PAGE TEXT:
== Segment start ==

There appears to be no news of a benign nature of late. The world is heavily over-shadowed by the sinister threat of the novel coronavirus. In Europe, Italy and Spain, France and Germany all have sobering news of new cases of COVID, along with staggering death rates. The United States is struggling to cope with a massive infection and death rate.
Last night I received an email from an old schoolmate, someone I had gone to high school with, seventy years ago. Later, when we were older, in our late teens and both married, we spent a lot of time together socially, as couples. Life happens, people move to other cities and connections are lost. But twenty years ago we re-connected remotely, and began sending emails updating one another. She's had a hard life.
Made all the more difficult now. One of her sons had re-located many years ago from Toronto when he married an American, to live in Colorado. He's now an American of long standing with dual citizenship. He informed his mother last Friday that his son, her grandson, had died. He was a physician practising in New York, and had been infected a month ago. He was in recovery and it was thought he had beaten the pathogen. Then he was discovered alone in his apartment, unconscious. Before he could be transferred to hospital, he died.
Sorrow hangs heavy on all of us, and fear haunts our every hour. And then, there are lighter moments. Today is our daughter's 58th birthday. I'm corresponding by email regularly with her daughter, our grandchild. We're comparing notes on grocery shopping, the difficulties inherent in trying to remain physically distant and intact while in an enclosed environment with others trying to do the same thing, focused on acquiring the necessities of living while avoiding the possibility of dying.
Today dawned sunny, but much colder than yesterday when it had been balmy, but given to heavy rain all throughout the day. We've been enjoying sunny intervals, some overcast, and light snow flurries. Last night's wind was ferocious, and it toppled a few immature trees in the forest. Today's wind is brisk, adding to the cold atmosphere.
We were able to leave the house in the early afternoon with Jackie and Jillie, to set out for a relaxing hike through the ravine, after yesterday's weather-enforced absence. For the first time since early winter we embarked on a hike without cleats strapped over our boots and it felt liberating. And though we had thought we were finished wearing hats and gloves and winter-weight jackets, we needed them today and so did Jackie and Jillie, out wearing thick wool sweaters.

== Segment end ==

Text-to-region grounding data:
== Segment start ==

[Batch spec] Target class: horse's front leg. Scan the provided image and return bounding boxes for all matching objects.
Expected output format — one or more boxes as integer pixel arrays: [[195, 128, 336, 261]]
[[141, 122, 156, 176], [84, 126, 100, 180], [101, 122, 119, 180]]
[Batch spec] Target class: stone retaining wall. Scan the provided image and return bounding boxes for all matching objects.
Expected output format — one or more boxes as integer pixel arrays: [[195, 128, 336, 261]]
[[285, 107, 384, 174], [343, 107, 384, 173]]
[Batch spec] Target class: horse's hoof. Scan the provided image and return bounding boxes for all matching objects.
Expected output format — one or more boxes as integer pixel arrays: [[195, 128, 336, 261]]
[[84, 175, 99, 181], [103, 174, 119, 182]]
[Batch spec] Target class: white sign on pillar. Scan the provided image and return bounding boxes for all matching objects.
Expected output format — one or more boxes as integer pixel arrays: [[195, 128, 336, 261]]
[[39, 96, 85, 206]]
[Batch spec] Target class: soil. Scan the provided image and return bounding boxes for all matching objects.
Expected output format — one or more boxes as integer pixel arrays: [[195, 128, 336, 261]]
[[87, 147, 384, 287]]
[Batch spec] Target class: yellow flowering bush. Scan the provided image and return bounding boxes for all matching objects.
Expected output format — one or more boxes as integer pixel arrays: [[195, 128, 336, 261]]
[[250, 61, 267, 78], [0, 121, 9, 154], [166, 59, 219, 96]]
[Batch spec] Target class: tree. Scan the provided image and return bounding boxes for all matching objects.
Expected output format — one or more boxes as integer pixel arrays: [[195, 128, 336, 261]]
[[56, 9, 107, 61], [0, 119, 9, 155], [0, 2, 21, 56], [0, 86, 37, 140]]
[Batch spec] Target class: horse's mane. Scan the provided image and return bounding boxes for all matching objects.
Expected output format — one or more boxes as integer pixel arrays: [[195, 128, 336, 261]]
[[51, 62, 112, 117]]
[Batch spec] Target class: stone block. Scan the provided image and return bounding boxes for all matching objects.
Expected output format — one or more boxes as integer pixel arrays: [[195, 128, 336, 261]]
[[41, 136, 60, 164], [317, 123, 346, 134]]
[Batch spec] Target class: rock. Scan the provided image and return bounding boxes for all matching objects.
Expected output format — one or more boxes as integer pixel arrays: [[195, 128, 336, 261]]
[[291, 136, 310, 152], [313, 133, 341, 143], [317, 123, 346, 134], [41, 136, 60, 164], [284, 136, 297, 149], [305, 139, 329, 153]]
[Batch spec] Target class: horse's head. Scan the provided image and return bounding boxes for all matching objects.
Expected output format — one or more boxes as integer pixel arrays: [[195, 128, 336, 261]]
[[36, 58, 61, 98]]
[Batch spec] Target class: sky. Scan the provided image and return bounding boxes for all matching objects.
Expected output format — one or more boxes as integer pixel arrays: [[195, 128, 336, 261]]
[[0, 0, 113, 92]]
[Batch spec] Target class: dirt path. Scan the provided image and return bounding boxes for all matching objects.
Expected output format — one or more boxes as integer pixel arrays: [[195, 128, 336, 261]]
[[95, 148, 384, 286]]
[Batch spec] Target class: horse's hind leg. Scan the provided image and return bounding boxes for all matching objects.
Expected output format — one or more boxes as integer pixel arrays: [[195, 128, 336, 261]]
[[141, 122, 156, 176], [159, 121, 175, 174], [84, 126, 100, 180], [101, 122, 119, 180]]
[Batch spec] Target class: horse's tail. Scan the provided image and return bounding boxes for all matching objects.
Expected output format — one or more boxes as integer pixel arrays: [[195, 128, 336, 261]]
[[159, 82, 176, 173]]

== Segment end ==

WHAT IS EXPECTED:
Reproduce everything in the journal entry from "Sorrow hangs heavy" down to "the cold atmosphere.", without changing a word.

REPLY TO THE EXERCISE:
Sorrow hangs heavy on all of us, and fear haunts our every hour. And then, there are lighter moments. Today is our daughter's 58th birthday. I'm corresponding by email regularly with her daughter, our grandchild. We're comparing notes on grocery shopping, the difficulties inherent in trying to remain physically distant and intact while in an enclosed environment with others trying to do the same thing, focused on acquiring the necessities of living while avoiding the possibility of dying.
Today dawned sunny, but much colder than yesterday when it had been balmy, but given to heavy rain all throughout the day. We've been enjoying sunny intervals, some overcast, and light snow flurries. Last night's wind was ferocious, and it toppled a few immature trees in the forest. Today's wind is brisk, adding to the cold atmosphere.